--- start Dataset ---

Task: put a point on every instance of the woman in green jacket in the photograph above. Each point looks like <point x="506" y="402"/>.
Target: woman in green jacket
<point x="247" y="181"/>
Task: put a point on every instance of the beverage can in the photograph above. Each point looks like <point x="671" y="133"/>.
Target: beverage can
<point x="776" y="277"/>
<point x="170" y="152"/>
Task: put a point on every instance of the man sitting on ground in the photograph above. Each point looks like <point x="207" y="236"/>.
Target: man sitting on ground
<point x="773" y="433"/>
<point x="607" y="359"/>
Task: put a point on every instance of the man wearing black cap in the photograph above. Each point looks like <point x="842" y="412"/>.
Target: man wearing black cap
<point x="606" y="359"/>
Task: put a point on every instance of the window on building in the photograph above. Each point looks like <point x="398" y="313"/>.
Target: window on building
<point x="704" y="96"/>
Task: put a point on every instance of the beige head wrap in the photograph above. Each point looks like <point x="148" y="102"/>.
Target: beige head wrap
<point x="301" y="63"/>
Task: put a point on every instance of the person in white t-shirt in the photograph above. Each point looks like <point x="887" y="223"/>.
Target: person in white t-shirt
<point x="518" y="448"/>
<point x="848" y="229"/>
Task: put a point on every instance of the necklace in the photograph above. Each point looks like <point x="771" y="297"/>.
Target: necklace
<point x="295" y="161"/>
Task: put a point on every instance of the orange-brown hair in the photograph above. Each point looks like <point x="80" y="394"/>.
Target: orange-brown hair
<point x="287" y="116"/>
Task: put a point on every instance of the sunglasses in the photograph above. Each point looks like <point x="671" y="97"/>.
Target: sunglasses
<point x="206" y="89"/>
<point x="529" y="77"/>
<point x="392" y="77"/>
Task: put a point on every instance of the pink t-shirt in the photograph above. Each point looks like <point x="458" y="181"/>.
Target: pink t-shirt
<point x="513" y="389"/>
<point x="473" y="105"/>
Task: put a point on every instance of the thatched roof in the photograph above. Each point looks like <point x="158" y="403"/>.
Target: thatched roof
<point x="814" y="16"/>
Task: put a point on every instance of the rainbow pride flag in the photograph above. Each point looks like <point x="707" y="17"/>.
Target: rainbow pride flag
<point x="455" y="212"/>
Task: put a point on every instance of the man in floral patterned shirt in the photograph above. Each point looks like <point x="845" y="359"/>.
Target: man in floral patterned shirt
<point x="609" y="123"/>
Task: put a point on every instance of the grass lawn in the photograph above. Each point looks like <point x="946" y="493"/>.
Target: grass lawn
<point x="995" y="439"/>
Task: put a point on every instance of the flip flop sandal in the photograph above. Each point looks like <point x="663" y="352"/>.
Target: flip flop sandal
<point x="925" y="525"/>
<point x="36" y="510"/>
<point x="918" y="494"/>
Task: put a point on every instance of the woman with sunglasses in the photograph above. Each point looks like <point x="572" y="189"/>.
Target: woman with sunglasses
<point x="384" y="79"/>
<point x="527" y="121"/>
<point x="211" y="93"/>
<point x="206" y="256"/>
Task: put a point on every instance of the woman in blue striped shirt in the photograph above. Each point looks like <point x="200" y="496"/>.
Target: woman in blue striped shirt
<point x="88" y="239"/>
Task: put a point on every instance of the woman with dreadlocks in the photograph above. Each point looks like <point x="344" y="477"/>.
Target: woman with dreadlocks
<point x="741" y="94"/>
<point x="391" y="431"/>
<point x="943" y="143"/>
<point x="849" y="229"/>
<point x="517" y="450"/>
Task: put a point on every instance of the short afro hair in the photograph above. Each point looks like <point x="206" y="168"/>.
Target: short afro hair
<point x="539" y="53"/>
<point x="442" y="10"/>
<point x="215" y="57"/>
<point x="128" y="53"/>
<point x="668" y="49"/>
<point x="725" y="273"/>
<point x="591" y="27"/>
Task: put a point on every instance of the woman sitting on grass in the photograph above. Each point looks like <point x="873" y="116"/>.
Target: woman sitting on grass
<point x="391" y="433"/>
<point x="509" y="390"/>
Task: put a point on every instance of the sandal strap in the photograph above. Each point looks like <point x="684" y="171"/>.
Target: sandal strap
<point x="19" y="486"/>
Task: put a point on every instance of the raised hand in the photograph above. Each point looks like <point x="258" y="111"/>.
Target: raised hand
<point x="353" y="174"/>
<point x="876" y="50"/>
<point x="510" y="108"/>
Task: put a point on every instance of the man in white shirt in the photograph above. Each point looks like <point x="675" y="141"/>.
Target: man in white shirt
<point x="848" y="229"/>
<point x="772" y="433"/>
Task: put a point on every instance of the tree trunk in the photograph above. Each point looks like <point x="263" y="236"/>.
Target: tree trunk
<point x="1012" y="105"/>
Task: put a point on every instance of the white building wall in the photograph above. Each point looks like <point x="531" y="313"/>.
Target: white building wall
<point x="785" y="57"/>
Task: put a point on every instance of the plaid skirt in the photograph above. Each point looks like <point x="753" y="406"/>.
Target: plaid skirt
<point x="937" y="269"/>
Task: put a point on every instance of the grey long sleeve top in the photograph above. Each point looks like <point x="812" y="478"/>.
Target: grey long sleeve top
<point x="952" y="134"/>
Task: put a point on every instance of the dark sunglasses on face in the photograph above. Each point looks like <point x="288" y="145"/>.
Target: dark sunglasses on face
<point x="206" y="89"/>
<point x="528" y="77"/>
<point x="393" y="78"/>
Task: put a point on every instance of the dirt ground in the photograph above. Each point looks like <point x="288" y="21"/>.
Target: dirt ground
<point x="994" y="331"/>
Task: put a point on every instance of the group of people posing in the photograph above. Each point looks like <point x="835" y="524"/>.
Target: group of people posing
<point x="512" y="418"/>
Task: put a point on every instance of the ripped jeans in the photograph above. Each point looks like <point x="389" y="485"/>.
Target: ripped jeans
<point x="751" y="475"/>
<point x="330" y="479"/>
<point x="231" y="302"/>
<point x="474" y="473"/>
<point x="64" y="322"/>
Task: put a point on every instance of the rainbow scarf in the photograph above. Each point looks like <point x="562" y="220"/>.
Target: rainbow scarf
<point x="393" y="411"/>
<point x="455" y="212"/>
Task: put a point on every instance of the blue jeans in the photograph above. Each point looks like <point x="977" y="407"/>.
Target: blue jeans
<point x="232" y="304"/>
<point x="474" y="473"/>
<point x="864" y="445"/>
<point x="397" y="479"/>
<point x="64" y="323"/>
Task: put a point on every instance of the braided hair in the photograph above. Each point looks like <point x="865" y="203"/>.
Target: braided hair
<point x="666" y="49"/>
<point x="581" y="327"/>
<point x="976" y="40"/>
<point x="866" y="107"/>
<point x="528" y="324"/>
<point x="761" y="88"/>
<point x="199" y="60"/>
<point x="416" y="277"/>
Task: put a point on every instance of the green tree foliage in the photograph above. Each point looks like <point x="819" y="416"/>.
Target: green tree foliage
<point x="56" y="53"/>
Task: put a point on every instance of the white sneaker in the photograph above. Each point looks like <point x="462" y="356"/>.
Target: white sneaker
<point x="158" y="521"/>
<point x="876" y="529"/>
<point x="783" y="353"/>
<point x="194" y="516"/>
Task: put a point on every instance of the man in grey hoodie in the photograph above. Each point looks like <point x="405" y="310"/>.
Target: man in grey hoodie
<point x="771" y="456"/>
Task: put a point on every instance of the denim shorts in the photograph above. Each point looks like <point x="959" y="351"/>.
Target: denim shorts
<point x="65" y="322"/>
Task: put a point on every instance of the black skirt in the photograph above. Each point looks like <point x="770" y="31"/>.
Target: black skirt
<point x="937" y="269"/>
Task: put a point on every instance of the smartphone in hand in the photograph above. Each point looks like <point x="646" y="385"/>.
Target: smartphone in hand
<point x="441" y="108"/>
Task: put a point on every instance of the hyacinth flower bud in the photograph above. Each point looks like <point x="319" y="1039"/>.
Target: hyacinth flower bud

--- end Dataset ---

◆ **Description of the task**: Type out the full listing again, exactly as given.

◆ **Response to the task**:
Task: put a point on every instance of the woman in green jacket in the photograph above. Each point looks like <point x="506" y="402"/>.
Target: woman in green jacket
<point x="247" y="181"/>
Task: put a point on every instance of the beverage can in the photograph above. Each point looks like <point x="671" y="133"/>.
Target: beverage can
<point x="776" y="277"/>
<point x="170" y="152"/>
Task: put a point on every instance of the man sitting on ground in the photograph above. Each point looks like <point x="207" y="236"/>.
Target: man sitting on ground
<point x="773" y="433"/>
<point x="607" y="359"/>
Task: put a point on every instance of the man wearing black cap in the photograph above. Each point looks like <point x="842" y="412"/>.
Target: man wearing black cap
<point x="606" y="359"/>
Task: put a point on every instance of the window on building in the photograph above. Each point looks like <point x="398" y="313"/>.
Target: window on building
<point x="704" y="96"/>
Task: put a point on every instance of the beige head wrap in the photograph above. Each point looks like <point x="148" y="102"/>.
Target: beige head wrap
<point x="301" y="63"/>
Task: put a point on every instance of the person in white t-shirt in the photograph above. Each point looks like <point x="887" y="223"/>.
Target: person in white t-shirt
<point x="518" y="448"/>
<point x="848" y="229"/>
Task: put a point on every instance of the necklace in the photograph above. Each point looks like <point x="771" y="297"/>.
Target: necklace
<point x="295" y="161"/>
Task: put a point on every instance of the orange-brown hair in the photograph above. Each point looks like <point x="80" y="394"/>.
Target: orange-brown hair
<point x="287" y="116"/>
Task: put a point on every instance of the sunglasses in the photograph above. Each point looks like <point x="671" y="97"/>.
Target: sunglasses
<point x="206" y="89"/>
<point x="529" y="77"/>
<point x="392" y="77"/>
Task: put a point on every instance of the pink t-shirt in the photograph above. Each point looks like <point x="458" y="181"/>.
Target: pink t-shirt
<point x="513" y="389"/>
<point x="473" y="105"/>
Task: put a point on every instance of the thatched roof in the photograph above. Each point looks like <point x="158" y="403"/>.
Target: thatched roof
<point x="814" y="16"/>
Task: put a point on every instance of the rainbow pride flag in the photograph above. Each point looks like <point x="707" y="17"/>.
Target: rainbow pride flag
<point x="455" y="212"/>
Task: put a point on every instance of the man in floral patterned shirt in the photograph above. Each point looks like <point x="845" y="359"/>.
Target: man in floral patterned shirt
<point x="609" y="123"/>
Task: put a point on every instance of the grass lawn in the photograph above. Each point looks like <point x="946" y="493"/>.
Target: grass lawn
<point x="995" y="439"/>
Task: put a point on every instance of the flip flop sandal in the photograph above. Each point looks like <point x="663" y="352"/>.
Target: flip flop sandal
<point x="925" y="525"/>
<point x="36" y="510"/>
<point x="918" y="494"/>
Task: put a point on every instance of the woman with sunglasses in the photograph above. Each point looks like <point x="572" y="189"/>.
Target: woman with sunglasses
<point x="384" y="79"/>
<point x="527" y="121"/>
<point x="211" y="93"/>
<point x="206" y="256"/>
Task: put a point on every instance of the woman in blue striped shirt in the photograph above. Each point looks like <point x="200" y="496"/>.
Target: woman in blue striped shirt
<point x="88" y="239"/>
Task: put a point on every instance of the woman with dreadlocks in the photograph above. Each point looks like <point x="344" y="477"/>.
Target: woman with dreadlocks
<point x="741" y="94"/>
<point x="391" y="431"/>
<point x="943" y="143"/>
<point x="849" y="229"/>
<point x="517" y="450"/>
Task: put a point on every instance of the short afro hair in the photograph above. Each point looks like <point x="206" y="168"/>.
Target: short afro hair
<point x="539" y="53"/>
<point x="442" y="10"/>
<point x="215" y="57"/>
<point x="128" y="53"/>
<point x="668" y="49"/>
<point x="725" y="273"/>
<point x="591" y="27"/>
Task: put a point on every instance of the woman sitting on grass in the photograph above. Each point looks like <point x="873" y="116"/>.
Target: woman sitting on grass
<point x="391" y="433"/>
<point x="509" y="390"/>
Task: put a point on every instance of the sandal strap in the photograph above. Each point looks like <point x="684" y="171"/>.
Target: sandal strap
<point x="19" y="486"/>
Task: put a point on every instance of the raised hand in the photograph above. Each point looks like <point x="258" y="111"/>.
Target: raised hand
<point x="353" y="174"/>
<point x="876" y="50"/>
<point x="510" y="108"/>
Task: put a point on every instance of the man in white shirt in the photograph above. Each point looks like <point x="675" y="141"/>.
Target: man in white shirt
<point x="848" y="229"/>
<point x="772" y="433"/>
Task: put a point on every instance of the tree trunk in the photograph above. Each point looks like <point x="263" y="236"/>.
Target: tree trunk
<point x="1012" y="105"/>
Task: put a point on every instance of the white building wall in the photograph above. Each point looks like <point x="531" y="313"/>.
Target: white building wall
<point x="785" y="57"/>
Task: put a point on every instance of the plaid skirt in the photograph above. Each point looks like <point x="753" y="406"/>.
Target: plaid skirt
<point x="937" y="269"/>
Task: put a point on every instance of the grey long sleeve top in the photograph above. Each point looks like <point x="812" y="478"/>.
Target: grey long sleeve top
<point x="952" y="134"/>
Task: put a point on every instance of the dark sunglasses on face in the photograph above. Each point looks like <point x="288" y="145"/>.
Target: dark sunglasses on face
<point x="206" y="89"/>
<point x="528" y="77"/>
<point x="393" y="78"/>
Task: put a point on every instance of the dirt ground in the photograph above. Each point looks like <point x="288" y="21"/>.
Target: dirt ground
<point x="994" y="331"/>
Task: put a point on every instance of the group of people posing in the photograph above. Each point looks like <point x="835" y="524"/>.
Target: group of people posing
<point x="512" y="418"/>
Task: put a point on every instance of the ripped jeans in the photograph above. Each point looks like <point x="389" y="485"/>.
Target: ripped jeans
<point x="751" y="475"/>
<point x="330" y="479"/>
<point x="231" y="302"/>
<point x="474" y="473"/>
<point x="64" y="322"/>
Task: put a point on every instance of the rainbow scarf in the photograph above. Each point looks like <point x="562" y="220"/>.
Target: rainbow scarf
<point x="393" y="411"/>
<point x="455" y="212"/>
Task: put a point on every instance of the blue jeans in the photograph above. Each point looks like <point x="977" y="407"/>.
Target: blue jeans
<point x="232" y="304"/>
<point x="474" y="473"/>
<point x="864" y="445"/>
<point x="397" y="479"/>
<point x="64" y="323"/>
Task: put a point on every instance of the braided hair in the photograph above. Each point looks like <point x="865" y="203"/>.
Target: braided hair
<point x="666" y="49"/>
<point x="581" y="327"/>
<point x="976" y="40"/>
<point x="866" y="107"/>
<point x="528" y="324"/>
<point x="761" y="88"/>
<point x="199" y="60"/>
<point x="416" y="277"/>
Task: put a point on every instance of the green tree foliage in the photograph above. Each point looks like <point x="819" y="416"/>.
Target: green tree foliage
<point x="56" y="53"/>
Task: put a point on every instance of the white sneaker in the photograph above. Each point looks like <point x="462" y="356"/>.
Target: white sneaker
<point x="158" y="521"/>
<point x="876" y="529"/>
<point x="783" y="353"/>
<point x="194" y="516"/>
Task: put a point on every instance of the man in grey hoodie in the photograph above. Each point looks like <point x="405" y="310"/>.
Target: man in grey hoodie
<point x="771" y="456"/>
Task: put a point on every instance of the denim shorts in the photograph above. Each point looks like <point x="959" y="351"/>.
Target: denim shorts
<point x="65" y="322"/>
Task: put a point on every instance of the black skirt in the photograph above. Each point looks like <point x="770" y="31"/>.
Target: black skirt
<point x="937" y="269"/>
Task: put a point on every instance of the smartphone in hand in the photograph above. Each point looks like <point x="646" y="385"/>.
Target: smartphone in hand
<point x="441" y="108"/>
Task: put a point on every instance of the hyacinth flower bud in the photograph above. Each point looks like <point x="319" y="1039"/>.
Target: hyacinth flower bud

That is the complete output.